§ Document section
^^^^^^^^

For each population loading matrix, we checked that no Heywood cases were present and that the reproduced population correlation matrix was positive definite. From each true population matrix Λ, 1,000 pseudo-population matrices were obtained with N = 50,000. In the first step, a correlation matrix R* was obtained as R = Λ ΦΛ + Θ2 , where Λ is the population loading matrix, Φ is the population inter-factors correlation, and Θ is a diagonal matrix with unicities. Then we computed the Cholesky decomposition of R*=L'L, where L is an upper triangular matrix. The pseudo-population data matrix of continuous variables X was finally obtained as X = ZL, where Z is a matrix of random standard normal scores, with rows equal to the corresponding sample size and a number of columns equal to the corresponding number of variables.

^^^^^^^^

§ Complete the following
1. List each symbol that the passage on the simulation procedure describes as a matrix, along with the description it gives for that symbol.
2. Write a continuation of the passage on the simulation procedure, beginning after its final sentence.
The material has no role in this exercise.

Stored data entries
^^^^^^^^

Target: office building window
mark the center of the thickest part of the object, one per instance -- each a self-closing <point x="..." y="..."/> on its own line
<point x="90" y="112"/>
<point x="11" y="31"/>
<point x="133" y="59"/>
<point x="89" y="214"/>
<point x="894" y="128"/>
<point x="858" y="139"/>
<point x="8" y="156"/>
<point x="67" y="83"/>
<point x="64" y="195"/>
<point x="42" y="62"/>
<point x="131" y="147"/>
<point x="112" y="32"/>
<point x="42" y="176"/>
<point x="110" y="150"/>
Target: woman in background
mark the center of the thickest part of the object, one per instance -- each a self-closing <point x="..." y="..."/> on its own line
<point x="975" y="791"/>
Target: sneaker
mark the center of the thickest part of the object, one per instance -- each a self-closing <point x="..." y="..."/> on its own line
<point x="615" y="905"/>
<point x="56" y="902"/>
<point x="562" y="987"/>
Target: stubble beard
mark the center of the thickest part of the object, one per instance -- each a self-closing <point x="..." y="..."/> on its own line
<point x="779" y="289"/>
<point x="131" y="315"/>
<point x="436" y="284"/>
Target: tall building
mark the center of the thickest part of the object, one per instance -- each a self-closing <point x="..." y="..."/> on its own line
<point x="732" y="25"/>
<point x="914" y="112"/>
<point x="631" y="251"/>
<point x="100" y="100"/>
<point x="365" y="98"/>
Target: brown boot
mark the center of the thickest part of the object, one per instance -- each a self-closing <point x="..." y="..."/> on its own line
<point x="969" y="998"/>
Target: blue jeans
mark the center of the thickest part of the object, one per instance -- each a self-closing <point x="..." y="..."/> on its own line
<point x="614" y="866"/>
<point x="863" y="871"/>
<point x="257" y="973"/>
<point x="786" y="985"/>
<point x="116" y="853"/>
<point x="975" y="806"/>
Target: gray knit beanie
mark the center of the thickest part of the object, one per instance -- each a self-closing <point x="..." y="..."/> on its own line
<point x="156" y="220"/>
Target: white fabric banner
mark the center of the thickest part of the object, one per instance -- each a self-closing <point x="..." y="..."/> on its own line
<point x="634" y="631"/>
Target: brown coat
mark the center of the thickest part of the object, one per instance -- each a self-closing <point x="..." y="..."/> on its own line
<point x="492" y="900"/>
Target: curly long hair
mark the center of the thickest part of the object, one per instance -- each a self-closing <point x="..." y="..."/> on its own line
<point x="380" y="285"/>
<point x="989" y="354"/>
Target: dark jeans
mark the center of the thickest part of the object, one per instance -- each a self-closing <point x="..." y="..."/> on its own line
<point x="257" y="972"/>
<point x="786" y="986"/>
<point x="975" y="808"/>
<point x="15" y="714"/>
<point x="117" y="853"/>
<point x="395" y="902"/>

^^^^^^^^

§ Solved problems
1.
- Λ: the population loading matrix
- R*: a correlation matrix
- Θ: a diagonal matrix with unicities
- L: an upper triangular matrix
- X: the pseudo-population data matrix of continuous variables
- Z: a matrix of random standard normal scores

2.
The first 100 + 2× m observations of the pseudo-population matrix were taken as the initial sample and the SENECA estimate was computed with the exploratory approach (i.e. the number of factors was not specified), and the confirmatory approach (i.e. the true number of factors was specified). In addition, five levels of accuracy were required for the threshold value of CRMSR: 0.05, 0.04, 0.03, 0.02, and .01. Appendix shows the pseudo-code in R language that was used to obtain the simulated of data for some given population matrices Λ and Φ.

Once the SENECA estimate had been made, the initial sample of 100 + 2 × m observations was increased to achieve to the number of observations suggested by the SENECA estimate for both (exploratory and confirmatory) approaches, and for each threshold value of CRMSR. These two (exploratory and confirmatory) samples were factor analyzed and the RMSRs between the population loading matrix and the two sample loading matrices were computed.

The SENECA estimate was used to produce a total of 5 (number of factors) × 5 (number of threshold value of CRMSR) × 2 (exploratory and confirmatory approach) × 1,000 (replicas)= 50,000 samples. We implemented the simulation study in MATLAB R2023a MathWorks Inc (Citation2007).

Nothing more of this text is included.